§ STATED PROBLEM: Please convert the lines of the rows below into a single numbered list, leaving out the blank lines.

§ SUPPLIED MATERIAL:
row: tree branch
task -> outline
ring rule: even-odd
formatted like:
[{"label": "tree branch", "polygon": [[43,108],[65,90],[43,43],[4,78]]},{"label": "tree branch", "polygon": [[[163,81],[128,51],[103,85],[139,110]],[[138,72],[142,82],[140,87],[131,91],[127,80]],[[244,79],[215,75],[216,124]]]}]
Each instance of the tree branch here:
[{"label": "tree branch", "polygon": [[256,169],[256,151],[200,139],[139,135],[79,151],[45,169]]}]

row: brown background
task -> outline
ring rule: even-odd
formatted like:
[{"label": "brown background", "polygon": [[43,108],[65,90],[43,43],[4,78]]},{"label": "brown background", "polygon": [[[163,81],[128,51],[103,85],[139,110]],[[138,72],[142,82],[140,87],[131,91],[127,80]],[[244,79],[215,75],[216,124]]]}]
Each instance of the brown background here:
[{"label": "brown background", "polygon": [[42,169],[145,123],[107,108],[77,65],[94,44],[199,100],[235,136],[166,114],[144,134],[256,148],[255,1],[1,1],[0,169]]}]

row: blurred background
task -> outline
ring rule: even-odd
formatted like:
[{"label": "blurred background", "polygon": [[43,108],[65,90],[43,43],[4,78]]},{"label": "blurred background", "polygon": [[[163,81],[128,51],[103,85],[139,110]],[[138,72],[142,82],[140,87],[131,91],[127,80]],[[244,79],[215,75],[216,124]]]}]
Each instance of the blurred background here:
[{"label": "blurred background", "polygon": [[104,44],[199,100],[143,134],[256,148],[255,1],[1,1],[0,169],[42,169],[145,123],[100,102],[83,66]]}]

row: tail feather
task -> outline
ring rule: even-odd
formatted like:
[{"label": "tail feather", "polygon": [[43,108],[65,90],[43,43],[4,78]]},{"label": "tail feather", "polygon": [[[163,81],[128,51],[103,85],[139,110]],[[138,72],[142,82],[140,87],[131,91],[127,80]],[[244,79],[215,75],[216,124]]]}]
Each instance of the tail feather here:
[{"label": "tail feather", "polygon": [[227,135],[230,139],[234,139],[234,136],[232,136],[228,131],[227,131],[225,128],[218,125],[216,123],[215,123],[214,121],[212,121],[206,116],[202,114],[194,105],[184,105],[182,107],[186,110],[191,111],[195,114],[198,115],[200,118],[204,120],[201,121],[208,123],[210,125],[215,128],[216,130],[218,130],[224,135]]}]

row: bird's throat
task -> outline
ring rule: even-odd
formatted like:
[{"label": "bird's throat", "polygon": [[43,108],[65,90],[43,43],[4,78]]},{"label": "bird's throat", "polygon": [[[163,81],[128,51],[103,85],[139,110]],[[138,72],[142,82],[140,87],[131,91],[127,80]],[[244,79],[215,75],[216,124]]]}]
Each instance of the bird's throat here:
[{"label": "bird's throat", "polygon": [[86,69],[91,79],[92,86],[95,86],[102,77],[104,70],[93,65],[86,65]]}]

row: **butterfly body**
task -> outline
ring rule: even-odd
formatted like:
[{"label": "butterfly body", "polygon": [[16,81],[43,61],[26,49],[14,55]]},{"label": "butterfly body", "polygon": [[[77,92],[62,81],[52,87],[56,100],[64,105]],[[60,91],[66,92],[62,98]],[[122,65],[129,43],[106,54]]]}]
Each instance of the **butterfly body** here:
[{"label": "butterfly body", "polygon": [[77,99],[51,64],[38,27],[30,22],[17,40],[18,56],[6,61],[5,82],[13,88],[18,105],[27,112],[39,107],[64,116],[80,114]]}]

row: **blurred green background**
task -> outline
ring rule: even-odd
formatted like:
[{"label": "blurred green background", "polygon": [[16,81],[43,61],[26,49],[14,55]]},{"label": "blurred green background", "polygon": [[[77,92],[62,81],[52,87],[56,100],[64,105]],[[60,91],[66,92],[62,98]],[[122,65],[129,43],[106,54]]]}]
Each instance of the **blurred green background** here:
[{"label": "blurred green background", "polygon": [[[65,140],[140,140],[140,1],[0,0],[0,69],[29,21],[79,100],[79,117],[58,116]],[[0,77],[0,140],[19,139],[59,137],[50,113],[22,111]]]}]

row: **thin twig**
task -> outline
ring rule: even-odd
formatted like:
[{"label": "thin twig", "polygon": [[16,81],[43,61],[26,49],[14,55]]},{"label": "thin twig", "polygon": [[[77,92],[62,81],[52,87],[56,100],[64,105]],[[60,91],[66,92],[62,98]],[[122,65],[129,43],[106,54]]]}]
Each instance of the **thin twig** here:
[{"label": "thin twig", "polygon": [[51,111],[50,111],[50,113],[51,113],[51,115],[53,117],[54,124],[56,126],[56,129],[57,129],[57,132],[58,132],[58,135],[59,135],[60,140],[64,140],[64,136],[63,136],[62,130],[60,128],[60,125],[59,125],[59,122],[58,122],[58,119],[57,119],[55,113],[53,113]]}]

§ ANSWER BELOW:
1. row: tree branch
2. task -> outline
3. ring rule: even-odd
4. formatted like:
5. [{"label": "tree branch", "polygon": [[43,108],[65,90],[43,43],[4,78]]},{"label": "tree branch", "polygon": [[[163,81],[128,51],[103,85],[139,110]],[[138,72],[142,82],[140,87],[131,91],[127,80]],[[244,79],[215,75],[216,124]]]}]
6. Each instance of the tree branch here:
7. [{"label": "tree branch", "polygon": [[256,169],[256,151],[200,139],[139,135],[79,151],[45,169]]}]
8. row: brown background
9. task -> outline
10. ring rule: even-odd
11. formatted like:
12. [{"label": "brown background", "polygon": [[43,108],[65,90],[43,43],[4,78]]},{"label": "brown background", "polygon": [[[163,81],[128,51],[103,85],[139,110]],[[138,72],[142,82],[140,87],[131,91],[127,80]],[[244,79],[215,75],[216,124]]]}]
13. Each instance of the brown background here:
14. [{"label": "brown background", "polygon": [[42,169],[145,123],[107,108],[77,65],[94,44],[199,100],[235,136],[166,114],[144,134],[256,148],[255,1],[1,1],[0,169]]}]
15. row: blurred background
16. task -> outline
17. ring rule: even-odd
18. formatted like:
19. [{"label": "blurred background", "polygon": [[43,108],[65,90],[43,43],[4,78]]},{"label": "blurred background", "polygon": [[[163,81],[128,51],[103,85],[139,110]],[[138,72],[142,82],[140,87],[131,91],[127,80]],[[244,79],[215,75],[216,124]]]}]
20. Each instance of the blurred background here:
21. [{"label": "blurred background", "polygon": [[104,44],[199,100],[143,134],[256,148],[255,1],[1,1],[0,169],[42,169],[145,123],[100,102],[83,66]]}]
22. row: tail feather
23. task -> outline
24. ring rule: even-odd
25. formatted like:
26. [{"label": "tail feather", "polygon": [[43,108],[65,90],[43,43],[4,78]]},{"label": "tail feather", "polygon": [[[163,81],[128,51],[103,85],[139,110]],[[138,72],[142,82],[140,87],[131,91],[127,80]],[[244,79],[215,75],[216,124]]]}]
27. Each instance of the tail feather here:
28. [{"label": "tail feather", "polygon": [[227,135],[230,139],[234,139],[234,136],[232,136],[228,131],[227,131],[225,128],[218,125],[216,123],[215,123],[214,121],[212,121],[206,116],[202,114],[194,105],[184,105],[182,107],[186,110],[191,111],[195,114],[198,115],[200,118],[204,120],[201,121],[208,123],[210,125],[215,128],[216,130],[218,130],[224,135]]}]
29. row: bird's throat
30. task -> outline
31. ring rule: even-odd
32. formatted like:
33. [{"label": "bird's throat", "polygon": [[43,108],[65,90],[43,43],[4,78]]},{"label": "bird's throat", "polygon": [[[163,81],[128,51],[103,85],[139,110]],[[138,72],[142,82],[140,87],[131,91],[127,80]],[[244,79],[215,75],[216,124]]]}]
34. Each instance of the bird's throat here:
35. [{"label": "bird's throat", "polygon": [[86,69],[91,79],[92,86],[95,86],[102,77],[104,70],[93,65],[86,65]]}]
36. row: **butterfly body**
37. task -> outline
38. ring rule: even-odd
39. formatted like:
40. [{"label": "butterfly body", "polygon": [[16,81],[43,61],[26,49],[14,55]]},{"label": "butterfly body", "polygon": [[[77,92],[62,81],[52,87],[56,100],[64,105]],[[60,91],[66,92],[62,98]],[[122,65],[129,43],[106,54]]]}]
41. Each instance of the **butterfly body** here:
42. [{"label": "butterfly body", "polygon": [[77,99],[51,64],[38,27],[30,22],[17,40],[18,56],[6,61],[5,82],[13,88],[18,105],[27,112],[39,107],[64,116],[80,114]]}]
43. row: **blurred green background**
44. task -> outline
45. ring rule: even-odd
46. formatted like:
47. [{"label": "blurred green background", "polygon": [[16,81],[43,61],[26,49],[14,55]]},{"label": "blurred green background", "polygon": [[[77,92],[62,81],[52,87],[56,100],[64,105]],[[60,91],[66,92],[62,98]],[[122,65],[129,43],[106,54]]]}]
48. Each instance of the **blurred green background** here:
49. [{"label": "blurred green background", "polygon": [[[65,140],[140,140],[140,1],[0,0],[0,69],[29,21],[79,100],[79,117],[58,116]],[[0,77],[0,140],[19,139],[59,137],[50,113],[22,111]]]}]
50. row: **thin twig**
51. task -> outline
52. ring rule: even-odd
53. formatted like:
54. [{"label": "thin twig", "polygon": [[16,81],[43,61],[26,49],[14,55]]},{"label": "thin twig", "polygon": [[[77,92],[62,81],[52,87],[56,100],[64,105]],[[60,91],[66,92],[62,98]],[[122,65],[129,43],[106,54]]]}]
55. Each instance of the **thin twig** here:
56. [{"label": "thin twig", "polygon": [[51,111],[50,111],[50,113],[51,113],[51,115],[53,117],[54,124],[56,126],[56,129],[57,129],[57,132],[58,132],[58,135],[59,135],[60,140],[64,140],[64,136],[63,136],[62,130],[60,128],[60,125],[59,125],[59,122],[58,122],[58,119],[57,119],[55,113],[53,113]]}]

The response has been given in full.